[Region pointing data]
____________

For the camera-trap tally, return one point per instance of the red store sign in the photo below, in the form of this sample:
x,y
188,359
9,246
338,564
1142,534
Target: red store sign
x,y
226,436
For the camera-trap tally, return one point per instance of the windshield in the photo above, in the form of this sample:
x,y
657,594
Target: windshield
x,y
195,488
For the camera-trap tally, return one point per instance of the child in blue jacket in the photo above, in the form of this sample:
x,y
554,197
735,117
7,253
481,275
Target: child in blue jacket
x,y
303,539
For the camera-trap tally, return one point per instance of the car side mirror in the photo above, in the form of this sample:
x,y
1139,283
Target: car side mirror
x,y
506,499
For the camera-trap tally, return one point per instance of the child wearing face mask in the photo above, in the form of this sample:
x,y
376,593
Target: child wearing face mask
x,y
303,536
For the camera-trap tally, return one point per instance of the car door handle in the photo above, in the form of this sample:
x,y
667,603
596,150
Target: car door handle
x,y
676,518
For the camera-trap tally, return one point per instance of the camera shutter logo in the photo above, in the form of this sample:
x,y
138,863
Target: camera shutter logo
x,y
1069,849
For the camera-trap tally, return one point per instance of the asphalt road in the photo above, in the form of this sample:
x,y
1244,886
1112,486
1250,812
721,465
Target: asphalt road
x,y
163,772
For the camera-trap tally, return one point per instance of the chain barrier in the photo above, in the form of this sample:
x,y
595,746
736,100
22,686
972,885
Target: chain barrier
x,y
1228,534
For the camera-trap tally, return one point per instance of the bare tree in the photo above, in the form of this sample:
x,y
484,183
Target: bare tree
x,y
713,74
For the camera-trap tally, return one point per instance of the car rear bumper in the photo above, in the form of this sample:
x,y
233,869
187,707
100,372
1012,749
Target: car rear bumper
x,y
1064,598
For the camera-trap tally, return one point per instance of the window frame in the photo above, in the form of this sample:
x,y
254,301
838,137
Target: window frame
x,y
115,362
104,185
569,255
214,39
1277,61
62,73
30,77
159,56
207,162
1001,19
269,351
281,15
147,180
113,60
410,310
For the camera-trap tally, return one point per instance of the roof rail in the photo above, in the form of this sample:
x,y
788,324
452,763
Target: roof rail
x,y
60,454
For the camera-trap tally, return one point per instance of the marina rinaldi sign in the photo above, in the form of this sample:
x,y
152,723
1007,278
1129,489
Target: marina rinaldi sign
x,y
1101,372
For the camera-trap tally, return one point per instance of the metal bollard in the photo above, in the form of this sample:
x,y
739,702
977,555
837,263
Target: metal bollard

____________

→ Task to complete
Which lines in the data hold the string "metal"? Copy each of them.

→ Output for this task
For the camera-trap tally, return one point per instance of the metal bollard in the photo above, in the form of this sample:
Target: metal bollard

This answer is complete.